* Exercise: From the entries below, count the lines with "exact". Write only the count.
━━━━━ Task inputs
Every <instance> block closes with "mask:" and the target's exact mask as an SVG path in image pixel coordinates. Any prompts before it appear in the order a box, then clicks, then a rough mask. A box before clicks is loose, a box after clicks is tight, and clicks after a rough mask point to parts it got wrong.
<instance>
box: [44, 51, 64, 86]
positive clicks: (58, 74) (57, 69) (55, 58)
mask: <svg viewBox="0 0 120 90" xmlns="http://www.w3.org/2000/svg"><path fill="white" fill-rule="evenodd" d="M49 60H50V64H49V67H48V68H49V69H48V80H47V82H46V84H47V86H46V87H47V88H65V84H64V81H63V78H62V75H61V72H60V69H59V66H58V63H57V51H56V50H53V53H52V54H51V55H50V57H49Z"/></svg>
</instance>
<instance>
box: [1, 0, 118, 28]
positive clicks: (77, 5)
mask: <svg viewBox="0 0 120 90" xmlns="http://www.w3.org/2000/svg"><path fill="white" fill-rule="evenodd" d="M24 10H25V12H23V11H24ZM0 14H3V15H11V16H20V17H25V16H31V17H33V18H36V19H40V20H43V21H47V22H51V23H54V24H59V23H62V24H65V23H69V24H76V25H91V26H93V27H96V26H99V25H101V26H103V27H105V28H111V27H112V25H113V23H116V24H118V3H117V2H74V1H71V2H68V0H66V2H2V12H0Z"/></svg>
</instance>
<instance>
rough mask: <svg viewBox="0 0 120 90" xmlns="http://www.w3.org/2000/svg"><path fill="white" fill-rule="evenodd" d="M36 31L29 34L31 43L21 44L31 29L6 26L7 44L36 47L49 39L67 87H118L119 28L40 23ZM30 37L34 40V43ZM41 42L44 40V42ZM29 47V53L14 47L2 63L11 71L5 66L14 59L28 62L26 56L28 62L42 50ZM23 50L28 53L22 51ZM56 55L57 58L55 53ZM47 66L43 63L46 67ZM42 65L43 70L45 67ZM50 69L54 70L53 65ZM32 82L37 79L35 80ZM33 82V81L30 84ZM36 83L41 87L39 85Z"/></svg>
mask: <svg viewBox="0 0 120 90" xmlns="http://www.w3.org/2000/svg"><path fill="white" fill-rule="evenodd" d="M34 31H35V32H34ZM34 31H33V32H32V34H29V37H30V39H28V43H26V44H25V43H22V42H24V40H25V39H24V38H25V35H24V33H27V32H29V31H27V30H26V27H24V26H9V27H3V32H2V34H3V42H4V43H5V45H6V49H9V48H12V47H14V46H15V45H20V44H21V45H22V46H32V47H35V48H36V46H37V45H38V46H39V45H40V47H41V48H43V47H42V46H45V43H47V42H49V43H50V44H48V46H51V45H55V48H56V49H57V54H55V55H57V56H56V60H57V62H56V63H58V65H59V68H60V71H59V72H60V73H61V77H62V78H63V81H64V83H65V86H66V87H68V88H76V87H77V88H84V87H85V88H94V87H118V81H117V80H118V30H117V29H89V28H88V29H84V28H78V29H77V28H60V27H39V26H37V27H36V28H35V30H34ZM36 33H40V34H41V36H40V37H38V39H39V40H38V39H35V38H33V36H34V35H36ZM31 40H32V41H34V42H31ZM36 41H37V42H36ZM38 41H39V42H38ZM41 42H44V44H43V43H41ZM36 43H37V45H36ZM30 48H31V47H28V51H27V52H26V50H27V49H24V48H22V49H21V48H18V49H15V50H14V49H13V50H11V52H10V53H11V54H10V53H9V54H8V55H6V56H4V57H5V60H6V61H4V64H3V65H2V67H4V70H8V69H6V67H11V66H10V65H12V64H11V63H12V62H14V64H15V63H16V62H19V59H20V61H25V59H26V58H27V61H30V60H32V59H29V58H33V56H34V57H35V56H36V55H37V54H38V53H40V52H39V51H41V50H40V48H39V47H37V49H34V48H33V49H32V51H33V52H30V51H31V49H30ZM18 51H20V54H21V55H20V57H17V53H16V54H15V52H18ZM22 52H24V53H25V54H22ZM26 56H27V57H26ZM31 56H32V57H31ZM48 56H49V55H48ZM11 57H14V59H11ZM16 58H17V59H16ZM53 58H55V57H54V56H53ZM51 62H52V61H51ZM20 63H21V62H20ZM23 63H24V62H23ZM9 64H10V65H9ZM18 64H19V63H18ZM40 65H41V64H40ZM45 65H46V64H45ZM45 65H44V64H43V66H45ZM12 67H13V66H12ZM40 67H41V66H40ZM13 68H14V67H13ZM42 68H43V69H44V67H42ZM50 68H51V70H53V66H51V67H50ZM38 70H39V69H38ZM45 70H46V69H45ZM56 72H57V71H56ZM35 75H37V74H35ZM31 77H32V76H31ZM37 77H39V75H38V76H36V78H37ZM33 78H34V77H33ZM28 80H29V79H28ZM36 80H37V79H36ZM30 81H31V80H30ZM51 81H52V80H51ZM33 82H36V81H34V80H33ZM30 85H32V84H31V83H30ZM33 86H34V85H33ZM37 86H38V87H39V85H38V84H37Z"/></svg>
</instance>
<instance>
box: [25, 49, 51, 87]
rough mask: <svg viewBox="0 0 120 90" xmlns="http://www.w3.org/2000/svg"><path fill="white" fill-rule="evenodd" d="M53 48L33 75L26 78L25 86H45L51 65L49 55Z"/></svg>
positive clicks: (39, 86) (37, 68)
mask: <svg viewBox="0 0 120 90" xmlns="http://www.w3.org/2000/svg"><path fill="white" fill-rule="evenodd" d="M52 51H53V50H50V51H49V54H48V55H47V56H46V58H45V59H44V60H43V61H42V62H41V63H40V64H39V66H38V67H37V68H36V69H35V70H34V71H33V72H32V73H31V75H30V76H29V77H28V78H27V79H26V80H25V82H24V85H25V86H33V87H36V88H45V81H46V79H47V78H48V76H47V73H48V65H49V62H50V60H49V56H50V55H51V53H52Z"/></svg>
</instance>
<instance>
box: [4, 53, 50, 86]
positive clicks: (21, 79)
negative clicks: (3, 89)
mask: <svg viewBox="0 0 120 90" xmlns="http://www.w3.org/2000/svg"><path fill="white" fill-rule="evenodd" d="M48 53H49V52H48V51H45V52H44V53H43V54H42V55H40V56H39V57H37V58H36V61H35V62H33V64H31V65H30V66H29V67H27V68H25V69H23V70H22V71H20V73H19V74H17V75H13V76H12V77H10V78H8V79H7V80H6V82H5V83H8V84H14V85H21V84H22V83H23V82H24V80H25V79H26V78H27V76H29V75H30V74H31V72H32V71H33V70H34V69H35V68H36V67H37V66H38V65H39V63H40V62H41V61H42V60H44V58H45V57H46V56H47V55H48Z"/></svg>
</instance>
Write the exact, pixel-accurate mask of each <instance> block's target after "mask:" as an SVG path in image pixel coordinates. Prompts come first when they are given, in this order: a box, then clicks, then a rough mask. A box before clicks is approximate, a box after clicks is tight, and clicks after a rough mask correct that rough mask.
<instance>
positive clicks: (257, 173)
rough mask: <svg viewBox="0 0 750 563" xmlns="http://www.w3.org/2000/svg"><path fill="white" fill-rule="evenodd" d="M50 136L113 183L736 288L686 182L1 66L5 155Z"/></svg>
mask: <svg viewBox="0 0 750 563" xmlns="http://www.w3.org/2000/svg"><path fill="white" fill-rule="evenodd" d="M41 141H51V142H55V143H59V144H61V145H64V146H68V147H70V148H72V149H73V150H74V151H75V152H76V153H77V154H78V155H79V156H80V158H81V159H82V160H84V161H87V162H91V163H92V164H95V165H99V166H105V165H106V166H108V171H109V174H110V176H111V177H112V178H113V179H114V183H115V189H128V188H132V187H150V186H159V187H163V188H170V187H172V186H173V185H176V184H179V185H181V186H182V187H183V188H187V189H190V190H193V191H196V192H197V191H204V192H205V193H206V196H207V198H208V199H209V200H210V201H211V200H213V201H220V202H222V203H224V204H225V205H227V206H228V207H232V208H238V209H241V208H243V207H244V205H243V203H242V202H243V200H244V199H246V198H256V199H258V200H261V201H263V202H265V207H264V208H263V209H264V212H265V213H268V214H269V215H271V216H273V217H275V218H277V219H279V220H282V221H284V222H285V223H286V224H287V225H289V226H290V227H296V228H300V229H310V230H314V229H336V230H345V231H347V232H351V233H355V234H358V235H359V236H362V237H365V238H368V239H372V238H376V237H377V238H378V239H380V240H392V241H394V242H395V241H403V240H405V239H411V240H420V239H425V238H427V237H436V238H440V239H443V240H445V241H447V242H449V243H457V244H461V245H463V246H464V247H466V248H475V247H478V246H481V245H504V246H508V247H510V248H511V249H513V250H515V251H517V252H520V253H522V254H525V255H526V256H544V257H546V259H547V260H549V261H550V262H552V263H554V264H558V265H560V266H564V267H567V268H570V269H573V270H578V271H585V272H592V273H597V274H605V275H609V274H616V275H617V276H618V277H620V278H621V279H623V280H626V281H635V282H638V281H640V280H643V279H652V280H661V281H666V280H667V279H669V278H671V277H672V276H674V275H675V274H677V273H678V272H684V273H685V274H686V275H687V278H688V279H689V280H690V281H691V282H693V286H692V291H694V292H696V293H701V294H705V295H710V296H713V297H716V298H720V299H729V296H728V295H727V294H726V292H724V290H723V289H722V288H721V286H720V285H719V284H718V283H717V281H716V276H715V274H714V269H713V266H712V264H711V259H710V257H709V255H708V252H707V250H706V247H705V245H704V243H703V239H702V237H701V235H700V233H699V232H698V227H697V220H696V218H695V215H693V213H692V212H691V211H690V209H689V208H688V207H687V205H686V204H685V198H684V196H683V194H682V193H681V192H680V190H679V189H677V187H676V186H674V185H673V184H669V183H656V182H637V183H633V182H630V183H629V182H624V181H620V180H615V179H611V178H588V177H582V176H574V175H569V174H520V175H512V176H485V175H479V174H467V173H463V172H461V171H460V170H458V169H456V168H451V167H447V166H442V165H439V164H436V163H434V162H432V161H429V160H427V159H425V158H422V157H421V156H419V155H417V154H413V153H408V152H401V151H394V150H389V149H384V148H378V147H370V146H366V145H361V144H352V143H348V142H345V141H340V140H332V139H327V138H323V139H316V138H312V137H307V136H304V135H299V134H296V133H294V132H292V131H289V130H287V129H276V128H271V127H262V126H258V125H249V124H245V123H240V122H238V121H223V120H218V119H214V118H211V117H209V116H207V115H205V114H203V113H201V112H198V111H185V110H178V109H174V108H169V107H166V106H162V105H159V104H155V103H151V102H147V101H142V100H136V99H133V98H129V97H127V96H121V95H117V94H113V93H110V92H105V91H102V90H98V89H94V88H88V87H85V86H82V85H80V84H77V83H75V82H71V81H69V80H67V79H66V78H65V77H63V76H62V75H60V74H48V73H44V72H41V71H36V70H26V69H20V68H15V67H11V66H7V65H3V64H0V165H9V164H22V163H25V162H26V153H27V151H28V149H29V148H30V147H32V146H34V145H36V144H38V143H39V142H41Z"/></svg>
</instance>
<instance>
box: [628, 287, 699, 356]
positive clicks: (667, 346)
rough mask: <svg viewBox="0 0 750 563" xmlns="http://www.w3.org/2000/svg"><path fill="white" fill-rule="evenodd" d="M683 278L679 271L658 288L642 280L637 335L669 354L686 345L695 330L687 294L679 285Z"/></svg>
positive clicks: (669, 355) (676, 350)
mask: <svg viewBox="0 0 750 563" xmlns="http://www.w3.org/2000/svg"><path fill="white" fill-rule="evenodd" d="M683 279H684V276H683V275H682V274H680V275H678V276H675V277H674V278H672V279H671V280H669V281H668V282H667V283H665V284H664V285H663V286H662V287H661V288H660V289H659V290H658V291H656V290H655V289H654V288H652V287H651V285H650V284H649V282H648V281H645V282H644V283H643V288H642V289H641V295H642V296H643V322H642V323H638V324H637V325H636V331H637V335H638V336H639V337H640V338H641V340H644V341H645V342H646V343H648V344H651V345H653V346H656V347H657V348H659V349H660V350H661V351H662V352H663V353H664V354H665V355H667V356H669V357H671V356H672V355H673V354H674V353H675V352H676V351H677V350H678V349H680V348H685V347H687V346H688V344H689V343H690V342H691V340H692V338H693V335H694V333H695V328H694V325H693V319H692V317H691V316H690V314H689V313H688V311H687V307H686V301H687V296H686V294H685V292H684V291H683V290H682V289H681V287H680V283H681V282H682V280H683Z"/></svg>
━━━━━━━━━━
* Solution: 2